The recent opening of the Shady Grove Life Sciences Park in Rockville provides another sign that Montgomery County is ready to become what some already call a "biotech version of Silicon Valley." The county where researchers helped decode the human genome is already home to more than 200 biotechnology companies, including many that make high-tech medicines called biologics.
Last year, biotech in the county generated combined revenues of $2.36 billion, according to the county's department of economic development, and employed more than 58,000 workers in private and public sectors. Yet the great promise of medical biotech for patients and for the Maryland economy is threatened by a little-noticed provision of health care reform: a provision that outlines the means for companies to sell similar versions of innovative biologics, called "biosimilars." In attempting to create a pathway for biosimilars, Congress must be careful not to kill the innovation behind the development of original new drugs.
Biologics are on the cutting edge of medical progress. If we are to find cures for cancers, Alzheimer's, diabetes and other diseases that have confounded researchers for decades, it is projected that biologics will play an ever-increasing starring role.
We support Congress' plans to create a regulatory pathway for companies to sell similar versions of an original biologic that protects patient safety and incentivizes innovation. But innovators spend 10 to 15 years and $1.2 billion on average to develop a biologic. They must be allowed a reasonable amount of time to sell their product before being forced to share their research with a biosimilar company. Most importantly, legislation should ensure patient safety by requiring biosimilar sponsors to test their products in human clinical trials to demonstrate the product's safety and efficacy prior to approval. It bears repeating that biosimilar products are similar to, not exact duplicates, of previously-approved innovator biologics.
Committees in both the House and Senate have passed, with bipartisan support, amendments that would give innovators 12 years before having to share their data. That is the minimum number suggested by an economic analysis that found that it takes between 12.9 and 16.2 years for an innovator to recoup the return on their investment on an innovative biologic product. This is, after all, a vibrant but fledgling industry in which more than 80 percent of companies have yet to make a profit.
Research into biologics is an economically risky business. Even among medicines that make it to the first stage of clinical trial development, fewer than 20 percent actually make it to the marketplace. Those that emerge from that funnel face more hurdles. For example, among biologics that made it to the marketplace as of the end of 2008, less than one-third had recouped their research and development costs over a six-year period.
If innovators must share any successful research with competitors before a reasonable amount of time has passed, investors are simply not likely to fund more innovative research. Without investors, there are no companies, no jobs, no new medicines.
At stake in Montgomery County is an industry that County Executive Isiah Leggett has called a "cornerstone" of the county's economy, now and in the future. The new biotech center in Rockville is part of a 10-year, $1.1 billion state initiative that Gov. Martin O'Malley has called "a giant step forward in harnessing all the potential that is already within our grasp." The center is intended to support existing biotech companies in the county, attract new ones and coordinate the efforts of academics and companies.
Leggett has urged Maryland's congressional delegation to approve the legislation providing 12 years of data protection, saying it would "allow Maryland to sustain and enhance its leadership in biomedical innovation and discovery."
We urge all of Maryland's representatives in Congress to support the current language providing for a patient safety-based biosimilars pathway that contains 12 years of data protection to encourage continued innovation when this legislation comes to the House and Senate floor as a part of health care reform.
Tony Zook, Gaithersburg
The writer is president of MedImmune, a Gaithersburg biotech company, and is executive vice president of AstraZeneca North America.

· · ·

TASKS AND EXERCISES:
**1.** Decide whether each statement agrees with the letter on biotech in Montgomery County, answering yes or no and quoting the deciding words: (a) Montgomery County has more than 200 biotechnology companies. (b) Innovators need five to eight years on average to develop a biologic. (c) Most companies in the biologics industry have already made a profit.
**2.** According to the letter on biotech in Montgomery County, how many workers did biotech in the county employ last year?

DATASET EXTRACT:

· · ·

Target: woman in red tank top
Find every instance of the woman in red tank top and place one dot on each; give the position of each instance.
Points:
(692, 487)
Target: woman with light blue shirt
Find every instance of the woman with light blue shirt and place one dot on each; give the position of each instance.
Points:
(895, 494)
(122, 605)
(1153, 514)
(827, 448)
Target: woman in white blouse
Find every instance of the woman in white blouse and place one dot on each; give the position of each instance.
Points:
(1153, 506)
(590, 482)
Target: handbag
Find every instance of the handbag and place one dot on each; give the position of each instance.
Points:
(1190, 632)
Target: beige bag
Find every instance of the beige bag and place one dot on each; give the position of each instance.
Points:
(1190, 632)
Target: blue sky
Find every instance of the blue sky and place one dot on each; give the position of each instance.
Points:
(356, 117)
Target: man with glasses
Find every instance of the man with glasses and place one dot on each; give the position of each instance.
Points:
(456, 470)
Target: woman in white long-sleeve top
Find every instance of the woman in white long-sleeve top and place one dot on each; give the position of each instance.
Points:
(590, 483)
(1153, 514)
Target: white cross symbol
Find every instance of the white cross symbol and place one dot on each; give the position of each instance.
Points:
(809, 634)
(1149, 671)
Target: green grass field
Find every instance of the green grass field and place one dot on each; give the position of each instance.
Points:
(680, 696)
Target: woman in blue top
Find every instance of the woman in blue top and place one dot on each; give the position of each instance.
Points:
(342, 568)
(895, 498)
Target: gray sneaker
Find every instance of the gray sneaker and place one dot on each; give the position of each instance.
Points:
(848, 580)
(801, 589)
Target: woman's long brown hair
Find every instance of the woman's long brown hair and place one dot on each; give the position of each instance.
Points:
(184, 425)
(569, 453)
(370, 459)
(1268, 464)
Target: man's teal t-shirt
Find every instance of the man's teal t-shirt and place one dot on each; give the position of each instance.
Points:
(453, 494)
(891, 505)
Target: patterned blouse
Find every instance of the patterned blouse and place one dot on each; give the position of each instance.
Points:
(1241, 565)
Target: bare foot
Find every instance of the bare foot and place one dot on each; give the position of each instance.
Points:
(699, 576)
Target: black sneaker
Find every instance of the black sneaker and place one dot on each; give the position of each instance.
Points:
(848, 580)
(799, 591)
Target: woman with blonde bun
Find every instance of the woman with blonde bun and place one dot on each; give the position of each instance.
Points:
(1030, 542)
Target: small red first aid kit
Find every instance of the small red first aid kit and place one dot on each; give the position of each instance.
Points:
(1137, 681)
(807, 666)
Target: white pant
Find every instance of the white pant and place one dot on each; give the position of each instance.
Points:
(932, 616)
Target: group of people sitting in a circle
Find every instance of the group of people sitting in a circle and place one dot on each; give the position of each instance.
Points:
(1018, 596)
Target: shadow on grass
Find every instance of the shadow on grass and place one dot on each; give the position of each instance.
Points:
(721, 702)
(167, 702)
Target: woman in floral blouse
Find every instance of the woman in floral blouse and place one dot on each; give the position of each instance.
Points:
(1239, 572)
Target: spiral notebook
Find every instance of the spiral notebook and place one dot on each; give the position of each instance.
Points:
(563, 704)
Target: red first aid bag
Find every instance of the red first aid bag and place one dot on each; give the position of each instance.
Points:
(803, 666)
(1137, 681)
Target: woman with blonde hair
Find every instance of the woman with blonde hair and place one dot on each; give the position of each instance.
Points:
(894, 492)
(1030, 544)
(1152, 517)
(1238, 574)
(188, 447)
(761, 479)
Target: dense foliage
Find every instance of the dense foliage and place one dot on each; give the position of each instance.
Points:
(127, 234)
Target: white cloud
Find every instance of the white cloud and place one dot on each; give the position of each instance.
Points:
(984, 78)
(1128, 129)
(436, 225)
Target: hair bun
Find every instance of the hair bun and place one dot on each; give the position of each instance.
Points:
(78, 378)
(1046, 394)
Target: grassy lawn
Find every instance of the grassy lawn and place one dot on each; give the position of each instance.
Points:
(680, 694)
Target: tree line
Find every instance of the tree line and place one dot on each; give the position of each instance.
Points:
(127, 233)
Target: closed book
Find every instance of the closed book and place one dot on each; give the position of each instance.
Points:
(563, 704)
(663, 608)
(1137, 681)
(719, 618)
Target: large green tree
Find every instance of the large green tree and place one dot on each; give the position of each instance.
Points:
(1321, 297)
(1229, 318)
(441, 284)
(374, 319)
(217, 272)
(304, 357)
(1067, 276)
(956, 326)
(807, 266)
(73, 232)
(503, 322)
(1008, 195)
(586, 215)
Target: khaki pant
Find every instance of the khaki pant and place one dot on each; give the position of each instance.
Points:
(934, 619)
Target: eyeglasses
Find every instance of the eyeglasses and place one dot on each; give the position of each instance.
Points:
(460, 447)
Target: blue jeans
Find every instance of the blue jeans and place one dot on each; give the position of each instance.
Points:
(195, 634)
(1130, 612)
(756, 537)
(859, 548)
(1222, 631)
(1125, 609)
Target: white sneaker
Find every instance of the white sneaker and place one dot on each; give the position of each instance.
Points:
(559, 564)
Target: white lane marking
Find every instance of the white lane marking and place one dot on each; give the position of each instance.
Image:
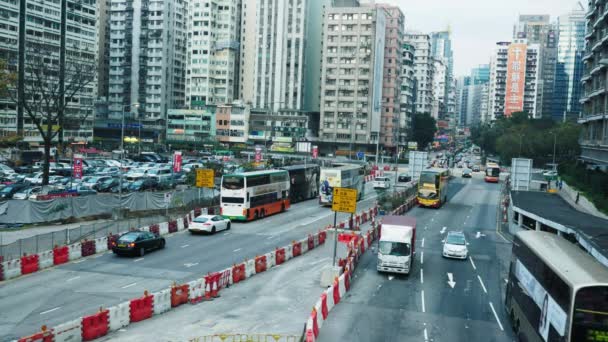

· · ·

ANSWERS BELOW:
**1.**
(a) Yes: "is already home to more than 200 biotechnology companies"
(b) No: "innovators spend 10 to 15 years and $1.2 billion on average to develop a biologic"
(c) No: "more than 80 percent of companies have yet to make a profit"

**2.** More than 58,000 workers in the private and public sectors.